_Exercise_. In this exercise, reproduce all the entries that follow exactly.

_Supplied records_.
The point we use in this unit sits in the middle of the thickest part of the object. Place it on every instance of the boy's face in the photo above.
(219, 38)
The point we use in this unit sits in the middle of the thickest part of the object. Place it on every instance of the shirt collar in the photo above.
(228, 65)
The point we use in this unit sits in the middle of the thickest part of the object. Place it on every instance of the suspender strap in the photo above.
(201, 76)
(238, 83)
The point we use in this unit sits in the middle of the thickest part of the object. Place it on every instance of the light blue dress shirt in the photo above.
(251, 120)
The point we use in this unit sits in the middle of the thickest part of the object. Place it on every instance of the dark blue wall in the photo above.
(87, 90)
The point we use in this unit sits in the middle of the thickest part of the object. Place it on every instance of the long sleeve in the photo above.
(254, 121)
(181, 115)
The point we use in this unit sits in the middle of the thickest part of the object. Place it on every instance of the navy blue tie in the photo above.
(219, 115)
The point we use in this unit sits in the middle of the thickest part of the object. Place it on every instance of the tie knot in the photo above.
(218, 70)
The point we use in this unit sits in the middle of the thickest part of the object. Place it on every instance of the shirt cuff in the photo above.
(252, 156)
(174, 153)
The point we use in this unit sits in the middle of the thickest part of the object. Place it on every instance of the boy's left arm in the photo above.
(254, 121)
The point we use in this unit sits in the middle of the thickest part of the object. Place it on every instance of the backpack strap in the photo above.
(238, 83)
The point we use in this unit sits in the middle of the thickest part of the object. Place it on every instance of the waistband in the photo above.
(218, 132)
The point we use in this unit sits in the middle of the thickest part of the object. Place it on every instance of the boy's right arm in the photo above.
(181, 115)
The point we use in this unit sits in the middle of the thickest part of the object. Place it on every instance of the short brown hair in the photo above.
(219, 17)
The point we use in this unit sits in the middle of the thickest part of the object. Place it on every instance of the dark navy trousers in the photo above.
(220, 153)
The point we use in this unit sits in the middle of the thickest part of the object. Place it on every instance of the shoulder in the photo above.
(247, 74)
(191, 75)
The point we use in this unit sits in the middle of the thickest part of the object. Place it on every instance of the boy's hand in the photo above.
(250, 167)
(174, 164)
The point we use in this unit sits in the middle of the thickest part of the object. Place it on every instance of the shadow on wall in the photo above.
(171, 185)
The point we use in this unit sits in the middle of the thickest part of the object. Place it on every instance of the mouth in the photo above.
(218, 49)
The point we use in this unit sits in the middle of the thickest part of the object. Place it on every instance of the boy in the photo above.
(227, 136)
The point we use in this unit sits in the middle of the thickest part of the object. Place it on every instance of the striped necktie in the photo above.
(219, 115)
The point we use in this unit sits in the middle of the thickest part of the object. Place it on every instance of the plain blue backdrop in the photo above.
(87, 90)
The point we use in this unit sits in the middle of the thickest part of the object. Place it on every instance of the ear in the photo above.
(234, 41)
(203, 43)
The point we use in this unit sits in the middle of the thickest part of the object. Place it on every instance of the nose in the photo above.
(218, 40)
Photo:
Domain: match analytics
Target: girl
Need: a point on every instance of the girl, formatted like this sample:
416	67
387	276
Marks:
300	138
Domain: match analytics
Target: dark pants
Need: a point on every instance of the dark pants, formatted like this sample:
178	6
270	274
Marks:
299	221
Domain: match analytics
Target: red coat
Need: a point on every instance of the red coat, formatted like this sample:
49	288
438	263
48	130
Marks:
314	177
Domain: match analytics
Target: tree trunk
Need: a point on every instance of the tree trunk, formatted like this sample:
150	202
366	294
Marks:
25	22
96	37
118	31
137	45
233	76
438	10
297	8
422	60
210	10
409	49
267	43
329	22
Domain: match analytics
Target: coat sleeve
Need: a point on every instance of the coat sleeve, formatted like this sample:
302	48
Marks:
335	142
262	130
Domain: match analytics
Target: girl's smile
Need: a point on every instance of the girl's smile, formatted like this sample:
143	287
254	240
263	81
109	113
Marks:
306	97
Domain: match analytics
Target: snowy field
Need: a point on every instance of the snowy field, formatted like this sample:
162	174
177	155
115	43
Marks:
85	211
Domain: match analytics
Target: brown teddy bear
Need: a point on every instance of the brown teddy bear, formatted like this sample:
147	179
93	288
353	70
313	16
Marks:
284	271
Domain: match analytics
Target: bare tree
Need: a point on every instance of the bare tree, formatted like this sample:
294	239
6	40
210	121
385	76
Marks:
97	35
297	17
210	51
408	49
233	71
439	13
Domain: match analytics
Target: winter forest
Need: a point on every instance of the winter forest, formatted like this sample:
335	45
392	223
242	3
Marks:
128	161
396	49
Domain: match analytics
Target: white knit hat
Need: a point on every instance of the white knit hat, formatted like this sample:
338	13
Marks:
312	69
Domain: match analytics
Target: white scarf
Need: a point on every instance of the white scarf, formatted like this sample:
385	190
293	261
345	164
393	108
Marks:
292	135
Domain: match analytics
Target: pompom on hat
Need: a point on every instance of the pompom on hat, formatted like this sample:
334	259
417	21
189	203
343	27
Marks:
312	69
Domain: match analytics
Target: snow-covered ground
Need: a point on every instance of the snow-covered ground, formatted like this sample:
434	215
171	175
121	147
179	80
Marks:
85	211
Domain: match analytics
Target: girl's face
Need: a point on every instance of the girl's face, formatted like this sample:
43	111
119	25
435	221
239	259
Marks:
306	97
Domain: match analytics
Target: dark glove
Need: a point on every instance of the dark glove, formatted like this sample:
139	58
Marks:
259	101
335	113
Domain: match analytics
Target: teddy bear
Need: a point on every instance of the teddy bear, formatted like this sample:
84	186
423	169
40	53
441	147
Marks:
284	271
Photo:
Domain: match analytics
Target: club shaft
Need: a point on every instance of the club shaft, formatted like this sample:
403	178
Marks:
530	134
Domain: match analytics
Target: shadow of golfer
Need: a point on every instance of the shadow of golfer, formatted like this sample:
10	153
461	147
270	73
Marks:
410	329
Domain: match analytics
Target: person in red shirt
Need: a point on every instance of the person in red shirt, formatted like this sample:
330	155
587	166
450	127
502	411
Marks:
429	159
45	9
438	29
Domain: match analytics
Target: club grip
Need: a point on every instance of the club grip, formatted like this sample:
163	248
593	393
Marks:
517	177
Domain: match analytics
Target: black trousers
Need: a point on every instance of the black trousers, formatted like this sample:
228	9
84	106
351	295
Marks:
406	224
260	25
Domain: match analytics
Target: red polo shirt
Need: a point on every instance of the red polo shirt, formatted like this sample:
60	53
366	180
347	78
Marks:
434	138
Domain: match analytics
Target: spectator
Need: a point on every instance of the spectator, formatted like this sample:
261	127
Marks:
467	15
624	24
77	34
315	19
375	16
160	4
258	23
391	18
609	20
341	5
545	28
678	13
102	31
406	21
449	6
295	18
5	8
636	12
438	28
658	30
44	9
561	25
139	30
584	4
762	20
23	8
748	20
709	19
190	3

_Full answer_.
The point we use in this unit sits in the middle of the thickest part of the object. Place it on every instance of the boy's face in the photo above.
(219, 38)
The point we use in this unit sits in the middle of the thickest part of the object. Place it on every instance of the shirt collar in the photo above.
(228, 65)
The point we use in this unit sits in the middle of the thickest part of the object. Place it on every instance of the suspender strap in the photo above.
(201, 76)
(238, 83)
The point we use in this unit sits in the middle of the thickest part of the object. Place it on every instance of the light blue dress shirt in the photo above.
(251, 120)
The point we use in this unit sits in the middle of the thickest part of the object. Place it on every instance of the dark blue wall in the photo above.
(87, 90)
The point we use in this unit sits in the middle of the thickest part of the object. Place it on every instance of the long sleeve in the photo above.
(254, 121)
(181, 115)
The point we use in this unit sits in the middle of the thickest part of the object. Place it on every instance of the navy blue tie in the photo above.
(219, 115)
The point we use in this unit sits in the middle of the thickest part of the object. Place it on every instance of the tie knot in the photo above.
(218, 70)
The point we use in this unit sits in the middle of the thickest part of the object. Place it on every instance of the shirt cuff in the photo above.
(252, 156)
(174, 153)
The point we use in this unit sits in the middle of the thickest part of the object. Place it on every instance of the boy's left arm in the photo above.
(254, 121)
The point we use in this unit sits in the middle of the thickest part of the object. Place it on every instance of the backpack strap in the photo above.
(238, 83)
The point we use in this unit sits in the middle of the thickest part of the object. Place it on every instance of the waistband in the photo above.
(218, 132)
The point we use in this unit sits in the middle of the thickest part of the object. Place it on every instance of the boy's right arm in the photo above.
(181, 115)
The point we use in this unit sits in the middle of the thickest part of the object. Place it on every instance of the short brown hair in the photo above.
(219, 17)
The point we use in this unit sits in the middle of the thickest part of the object. Place it on every instance of the dark navy trousers in the photo above.
(220, 153)
The point we use in this unit sits in the middle of the thickest part of the object. Place it on every instance of the shoulder in the photo above.
(247, 74)
(191, 75)
The point we use in this unit sits in the middle of the thickest part of the object. Place it on every instance of the boy's hand in the photo above.
(250, 167)
(174, 164)
The point we use in this unit sits in the middle of the thickest part of the object. Place it on every instance of the shadow on wall in the photo above.
(171, 185)
The point we use in this unit sits in the middle of the thickest part of the object. Place it on every instance of the mouth in the photo above.
(218, 49)
The point we use in this unit sits in the middle of the thickest part of the object. Place it on every instance of the boy in the photo above.
(227, 136)
The point we use in this unit sits in the middle of the thickest part of the object. Place it on every instance of the striped necktie in the photo above.
(219, 115)
The point we use in this unit sits in the middle of the thickest part of the object. Place it on every instance of the plain blue backdrop in the photo above.
(87, 90)
The point we use in this unit sits in the middle of the thickest part of the object. Place it on every instance of the ear in the photo above.
(234, 41)
(203, 43)
The point we use in this unit sits in the middle of the thickest part of the object. Place it on every instance of the nose in the photo above.
(218, 40)
Photo:
Domain: match analytics
Target: girl
Need: a point on every instance of the girl, formatted like this sample:
416	67
387	276
Marks:
300	138
Domain: match analytics
Target: dark pants
Need: a point on every instance of the dark pants, formatted like this sample:
178	6
270	274
Marks:
299	221
Domain: match analytics
Target: red coat
Need: a point on every instance of the red coat, formatted like this sample:
49	288
438	263
48	130
Marks:
314	177
Domain: match analytics
Target: tree trunk
Need: a point on every instance of the tree trunk, formatted like this sample:
150	202
366	294
Marks:
25	22
96	37
118	31
137	45
233	76
438	10
297	8
422	60
210	10
409	49
267	43
329	22
Domain: match analytics
Target: coat sleeve
Need: a point on every instance of the coat sleeve, formatted like this sample:
302	48
Marks:
335	142
262	130
Domain: match analytics
Target: girl's smile
Need: a point on every instance of the girl's smile, formatted like this sample:
143	287
254	240
263	81
109	113
Marks:
306	97
Domain: match analytics
Target: snowy field
Need: a point on every instance of the snowy field, formatted like this sample:
162	174
177	155
115	43
Marks:
85	211
Domain: match analytics
Target: brown teddy bear
Need: a point on every instance of the brown teddy bear, formatted like this sample:
147	179
93	288
353	70
313	16
Marks:
284	271
Domain: match analytics
Target: bare tree
Need: a point on every instance of the bare tree, formatted like this sample:
294	239
6	40
210	121
385	76
Marks:
97	35
297	17
210	51
408	49
233	71
439	13
Domain: match analytics
Target: winter forest
Need: a point on every instance of the winter forest, formatted like this sample:
335	45
392	223
242	3
Marks:
128	161
396	49
Domain: match analytics
Target: white knit hat
Need: a point on every instance of the white knit hat, formatted like this sample:
338	13
Marks:
312	69
Domain: match analytics
Target: white scarf
Need: a point on every instance of the white scarf, formatted like this sample:
385	190
293	261
345	164
393	108
Marks:
292	135
Domain: match analytics
Target: pompom on hat
Need: a point on every instance of the pompom on hat, formatted like this sample:
334	259
417	21
189	203
343	27
Marks:
312	69
Domain: match analytics
Target: snow-covered ground
Need: a point on every instance of the snow-covered ground, formatted like this sample:
434	215
171	175
121	147
179	80
Marks:
85	211
Domain: match analytics
Target: girl's face
Need: a point on every instance of the girl's face, formatted like this sample:
43	111
119	25
435	221
239	259
Marks:
306	97
Domain: match analytics
Target: dark glove
Need: a point on every instance of the dark glove, formatted like this sample:
139	58
Marks:
259	101
335	113
Domain: match analytics
Target: teddy bear
Need: a point on every instance of the teddy bear, formatted like this sample:
84	186
423	169
40	53
441	147
Marks:
284	271
Photo:
Domain: match analytics
Target: club shaft
Need: a point on every instance of the club shaft, formatted like this sample:
403	178
Marks:
530	134
Domain: match analytics
Target: shadow of golfer
Need: a point on every instance of the shadow of golfer, formatted like this sample:
10	153
461	147
270	73
Marks:
410	329
Domain: match analytics
Target: person in red shirt
Need: a point on every instance of the person in red shirt, formatted like this sample:
330	155
587	166
450	127
502	411
Marks:
429	159
45	9
438	29
Domain: match analytics
Target: club grip
Need: a point on every instance of the club grip, formatted like this sample:
163	248
593	393
Marks:
517	177
Domain: match analytics
Target: black trousers
Need: a point on every instance of the black trousers, formatted like this sample:
228	9
84	106
351	295
Marks:
406	224
260	25
Domain: match analytics
Target: red polo shirt
Need: a point on every instance of the red polo shirt, formatted like this sample:
60	53
366	180
347	78
Marks:
434	138
Domain: match analytics
Target: spectator
Need: a point on every instance of the spectator, formatted like this sample:
261	127
Marks:
467	15
624	24
77	34
315	19
375	16
160	4
258	23
391	18
609	20
341	5
545	28
678	13
102	31
406	21
449	6
295	18
5	8
636	12
438	28
658	30
44	9
561	25
139	30
584	4
762	20
23	8
748	20
709	19
190	3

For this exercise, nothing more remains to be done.